Print every line below that comes at or after the line containing "task: segment the yellow leg", exactly as written.
□ □ □ □
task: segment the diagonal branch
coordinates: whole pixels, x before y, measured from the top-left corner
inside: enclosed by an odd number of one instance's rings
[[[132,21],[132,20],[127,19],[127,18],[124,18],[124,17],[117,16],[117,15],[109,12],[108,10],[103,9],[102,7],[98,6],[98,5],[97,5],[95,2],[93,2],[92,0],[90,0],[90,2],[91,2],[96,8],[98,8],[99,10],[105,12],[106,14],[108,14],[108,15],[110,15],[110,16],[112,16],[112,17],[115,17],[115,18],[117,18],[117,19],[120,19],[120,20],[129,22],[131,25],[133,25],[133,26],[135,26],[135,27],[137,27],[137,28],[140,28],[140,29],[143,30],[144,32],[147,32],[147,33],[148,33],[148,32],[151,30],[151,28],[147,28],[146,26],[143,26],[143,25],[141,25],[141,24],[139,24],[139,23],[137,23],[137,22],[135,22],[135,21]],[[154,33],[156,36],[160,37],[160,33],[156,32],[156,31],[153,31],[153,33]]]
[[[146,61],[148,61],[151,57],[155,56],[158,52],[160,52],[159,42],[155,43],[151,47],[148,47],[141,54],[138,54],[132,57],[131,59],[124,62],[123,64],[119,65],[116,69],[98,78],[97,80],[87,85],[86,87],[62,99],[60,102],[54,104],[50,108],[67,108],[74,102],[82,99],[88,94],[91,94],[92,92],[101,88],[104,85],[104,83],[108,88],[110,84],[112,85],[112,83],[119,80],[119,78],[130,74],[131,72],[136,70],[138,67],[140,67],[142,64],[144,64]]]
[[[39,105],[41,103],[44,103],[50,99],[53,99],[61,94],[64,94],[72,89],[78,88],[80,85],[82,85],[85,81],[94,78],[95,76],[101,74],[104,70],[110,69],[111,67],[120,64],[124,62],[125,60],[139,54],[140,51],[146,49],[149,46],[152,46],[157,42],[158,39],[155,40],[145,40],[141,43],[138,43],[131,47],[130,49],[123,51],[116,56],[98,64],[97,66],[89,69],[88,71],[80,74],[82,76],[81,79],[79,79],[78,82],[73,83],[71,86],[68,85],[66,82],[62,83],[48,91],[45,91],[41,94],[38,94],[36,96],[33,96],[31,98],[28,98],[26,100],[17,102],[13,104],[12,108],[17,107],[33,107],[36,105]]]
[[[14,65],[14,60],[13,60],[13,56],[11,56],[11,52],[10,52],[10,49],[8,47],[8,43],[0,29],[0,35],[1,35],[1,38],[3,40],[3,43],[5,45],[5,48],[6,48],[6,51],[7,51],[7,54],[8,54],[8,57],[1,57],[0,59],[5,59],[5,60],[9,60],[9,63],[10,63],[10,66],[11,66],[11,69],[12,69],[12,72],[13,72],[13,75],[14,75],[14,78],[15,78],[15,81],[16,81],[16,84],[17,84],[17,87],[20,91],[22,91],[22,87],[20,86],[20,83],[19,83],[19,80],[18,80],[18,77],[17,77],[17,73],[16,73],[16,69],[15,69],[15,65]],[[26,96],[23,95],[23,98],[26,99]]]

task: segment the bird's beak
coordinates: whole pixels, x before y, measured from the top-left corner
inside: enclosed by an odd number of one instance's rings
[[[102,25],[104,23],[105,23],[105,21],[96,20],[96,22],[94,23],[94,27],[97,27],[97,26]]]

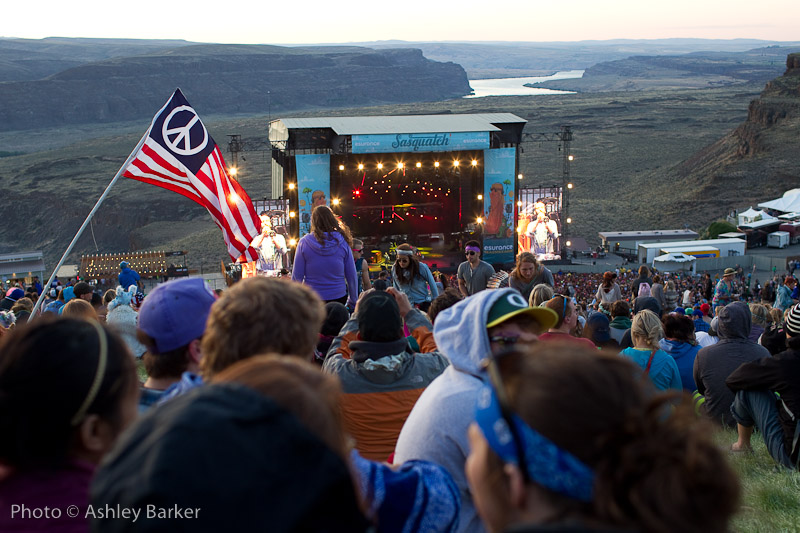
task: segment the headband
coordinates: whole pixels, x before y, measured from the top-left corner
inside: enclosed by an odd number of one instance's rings
[[[510,418],[522,441],[522,453],[525,454],[530,479],[574,500],[592,501],[592,470],[580,459],[530,427],[518,415],[512,414]],[[520,466],[511,428],[503,417],[497,393],[488,385],[478,394],[475,422],[489,447],[504,463]]]
[[[412,252],[411,250],[397,250],[397,255],[412,256],[412,255],[414,255],[414,252]]]
[[[92,321],[92,326],[94,326],[94,329],[97,331],[97,338],[100,342],[100,354],[97,357],[97,370],[95,370],[94,379],[92,380],[91,387],[89,387],[89,392],[86,394],[86,398],[84,398],[78,412],[75,413],[75,416],[70,420],[70,424],[73,426],[77,426],[83,421],[86,417],[86,411],[89,410],[89,406],[91,406],[92,402],[97,398],[100,385],[103,383],[103,376],[106,373],[106,364],[108,363],[108,340],[103,332],[103,327],[94,321]]]
[[[464,250],[467,252],[475,252],[476,254],[481,253],[481,249],[478,248],[477,246],[467,246],[466,248],[464,248]]]

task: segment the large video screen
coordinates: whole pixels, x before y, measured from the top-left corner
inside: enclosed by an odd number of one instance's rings
[[[561,187],[520,189],[519,252],[531,252],[541,261],[561,259],[561,199]]]

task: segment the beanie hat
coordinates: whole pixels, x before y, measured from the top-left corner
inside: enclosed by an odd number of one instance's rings
[[[11,287],[10,289],[8,289],[8,291],[6,291],[6,298],[11,300],[12,302],[16,302],[20,298],[24,297],[25,297],[25,292],[19,287]]]
[[[633,300],[634,315],[639,311],[644,311],[645,309],[654,312],[656,316],[661,316],[661,304],[658,303],[658,300],[652,296],[639,296]]]
[[[687,307],[686,309],[683,310],[683,314],[685,314],[686,316],[692,316],[692,314],[694,314],[694,309],[692,309],[691,307]]]
[[[700,310],[704,315],[708,316],[708,312],[711,311],[711,306],[708,304],[700,304]]]
[[[403,338],[403,319],[394,296],[374,291],[358,302],[358,333],[361,340],[392,342]]]
[[[568,300],[566,296],[563,298],[565,301]],[[564,307],[566,307],[566,304]],[[542,326],[542,331],[555,327],[558,321],[563,318],[558,312],[549,307],[530,307],[520,293],[513,291],[501,296],[492,304],[489,309],[489,316],[486,317],[486,327],[493,328],[521,314],[527,314],[535,318]]]
[[[684,309],[683,307],[676,307],[675,308],[675,313],[678,314],[678,315],[685,315],[686,314],[686,309]]]
[[[797,304],[789,309],[789,313],[786,315],[786,322],[784,323],[783,327],[792,337],[800,335],[800,304]]]
[[[92,291],[92,286],[86,283],[85,281],[79,281],[72,287],[72,292],[76,298],[80,298],[84,294],[89,294]]]
[[[142,302],[139,325],[158,353],[176,350],[203,336],[217,296],[200,278],[162,283]]]

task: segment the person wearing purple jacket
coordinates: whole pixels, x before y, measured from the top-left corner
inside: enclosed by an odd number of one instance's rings
[[[292,280],[314,289],[328,302],[355,305],[358,300],[356,264],[350,230],[320,205],[311,213],[311,232],[297,243]]]

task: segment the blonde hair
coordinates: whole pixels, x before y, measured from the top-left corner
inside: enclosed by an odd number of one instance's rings
[[[647,346],[653,350],[659,349],[658,341],[664,337],[664,329],[661,327],[661,320],[654,312],[644,309],[634,315],[631,324],[631,339],[634,337],[645,341]],[[636,343],[634,342],[634,344]]]
[[[750,304],[750,314],[753,316],[753,324],[757,324],[762,328],[767,327],[767,307],[761,304]]]
[[[80,298],[73,298],[68,301],[61,314],[73,318],[92,318],[97,320],[97,311],[94,310],[92,304]]]
[[[552,300],[553,294],[553,287],[545,283],[540,283],[531,291],[531,295],[528,297],[528,304],[531,307],[538,307],[546,301]]]

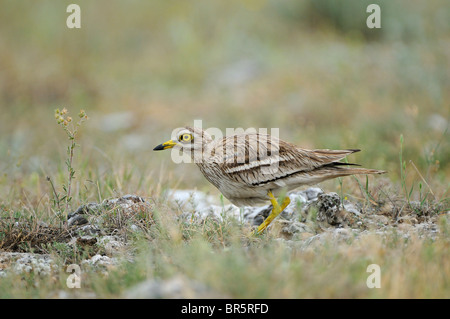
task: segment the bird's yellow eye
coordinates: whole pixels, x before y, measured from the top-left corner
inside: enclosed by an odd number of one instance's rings
[[[189,142],[189,141],[193,140],[193,137],[191,134],[183,134],[183,135],[180,135],[179,140],[182,142]]]

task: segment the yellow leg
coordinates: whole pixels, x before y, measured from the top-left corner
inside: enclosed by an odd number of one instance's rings
[[[267,218],[264,220],[264,222],[259,225],[258,229],[256,230],[257,234],[260,234],[261,232],[263,232],[267,226],[270,225],[270,223],[272,222],[272,220],[275,219],[275,217],[277,217],[278,215],[280,215],[280,213],[287,207],[287,205],[289,205],[289,203],[291,202],[291,200],[289,199],[289,196],[286,196],[286,198],[284,199],[283,203],[281,204],[281,206],[278,204],[277,199],[275,198],[275,196],[273,196],[272,191],[269,191],[267,193],[267,195],[270,198],[270,202],[272,203],[273,209],[272,212],[270,213],[269,216],[267,216]]]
□ □ □ □
ANSWER TO THE EXERCISE:
task: segment the yellow leg
coordinates: whole pixels, x before y, measured from the top-left corner
inside: enclosed by an odd number of one instance's rings
[[[267,218],[264,220],[264,222],[259,225],[258,229],[256,230],[257,234],[260,234],[261,232],[263,232],[267,226],[270,225],[270,223],[272,222],[272,220],[275,219],[275,217],[277,217],[278,215],[280,215],[280,213],[287,207],[287,205],[289,205],[289,203],[291,202],[291,200],[289,199],[289,196],[286,196],[286,198],[284,199],[283,203],[281,204],[281,206],[278,204],[277,199],[275,198],[275,196],[273,196],[272,191],[269,191],[267,193],[267,195],[270,198],[270,202],[272,203],[273,209],[272,212],[270,213],[269,216],[267,216]]]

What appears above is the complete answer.